Directions for this task: Could you give the data below again exactly, apart from the pictures?

Photo-based referring expression data:
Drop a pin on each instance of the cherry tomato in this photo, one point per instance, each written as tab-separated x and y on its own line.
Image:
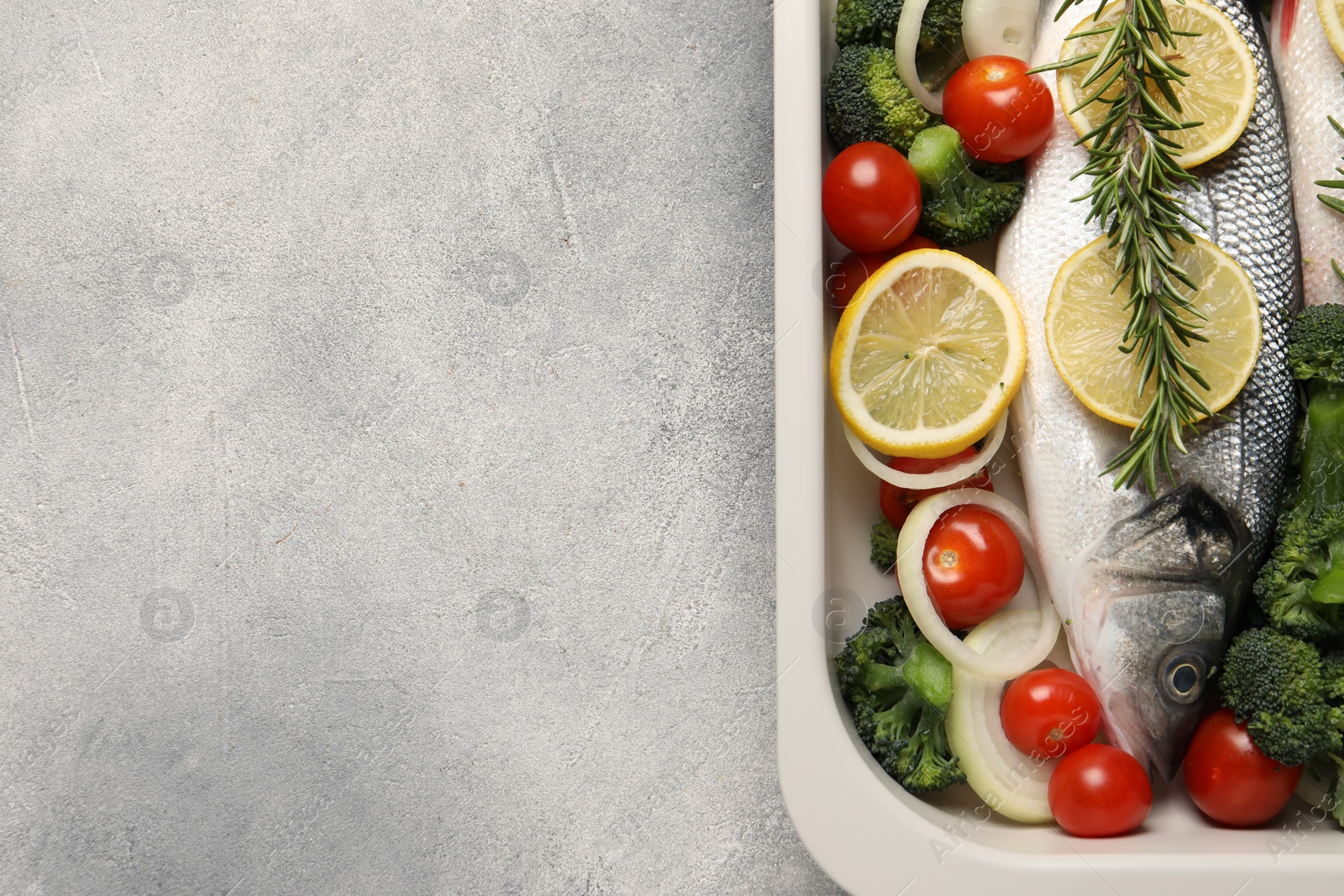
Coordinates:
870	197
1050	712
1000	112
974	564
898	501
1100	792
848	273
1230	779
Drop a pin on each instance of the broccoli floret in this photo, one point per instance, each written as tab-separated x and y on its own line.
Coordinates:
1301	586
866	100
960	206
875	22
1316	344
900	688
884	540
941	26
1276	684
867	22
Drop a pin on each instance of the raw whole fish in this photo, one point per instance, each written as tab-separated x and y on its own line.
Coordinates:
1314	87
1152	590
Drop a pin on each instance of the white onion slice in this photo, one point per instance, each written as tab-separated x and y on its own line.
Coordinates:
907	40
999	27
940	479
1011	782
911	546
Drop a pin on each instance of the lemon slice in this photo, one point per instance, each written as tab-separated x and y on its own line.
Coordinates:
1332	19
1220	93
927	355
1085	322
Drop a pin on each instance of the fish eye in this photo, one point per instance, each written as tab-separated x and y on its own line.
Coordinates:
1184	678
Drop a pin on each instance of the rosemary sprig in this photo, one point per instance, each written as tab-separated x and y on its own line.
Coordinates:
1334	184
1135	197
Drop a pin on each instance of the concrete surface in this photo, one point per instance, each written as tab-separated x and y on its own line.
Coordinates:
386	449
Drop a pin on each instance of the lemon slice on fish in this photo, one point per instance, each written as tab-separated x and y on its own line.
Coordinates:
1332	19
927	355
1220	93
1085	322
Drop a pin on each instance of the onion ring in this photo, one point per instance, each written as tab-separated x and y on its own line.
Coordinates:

Output below:
Drop a pin on each instance of the cherry tomato in this photo, one point per instance, each written as tab-separated x and y on its own line.
Image:
Coordinates:
870	197
1050	712
1000	112
974	564
898	501
1100	792
848	273
1230	779
Drop a pin on each instance of the broccoli floret in this photo, one point per instance, each written as tab-separated x and y on its own line.
Coordinates:
1301	586
866	100
960	206
875	22
1316	344
900	688
884	540
941	26
1276	684
867	22
Drop a pin on each instance of the raw whole fish in this photo, one point per instance, each written as tab-separated x and y on its own line.
Coordinates:
1314	87
1152	590
Drop a pin on each instance of the white onion slice in this photo, one point per instance, each written as tab-separated x and y on its own line.
Coordinates:
907	40
999	27
940	479
1011	782
911	546
Drop a pin on each instance of the lemon slice in this photo, one point per instance, each written as tab-separated x and y on its own line.
Coordinates:
1332	19
1220	93
927	355
1085	322
Drop a pin on each instance of the fish eye in this photo, one point per instance, each written as tab-separated x and y on its own line.
Coordinates:
1184	678
Drop a pin on each instance of the rosemary sprig in this photo, one point per instance, each written as tab-separated x and y on its own line.
Coordinates:
1334	184
1135	197
Drop a pin on each instance of the concrete surface in this photo, one point per instance, each written as tab-separated x and y on its own line.
Coordinates:
386	449
Drop a pin on each instance of the lemon slice on fish in this photo, one point per instance, each written as tab-separated x and y on its own line.
Coordinates:
1332	19
927	355
1220	93
1085	322
Drop a pin on each instance of the onion ring in this photo, one point per instance, each written as tab-separated x and y on its own line.
Coordinates:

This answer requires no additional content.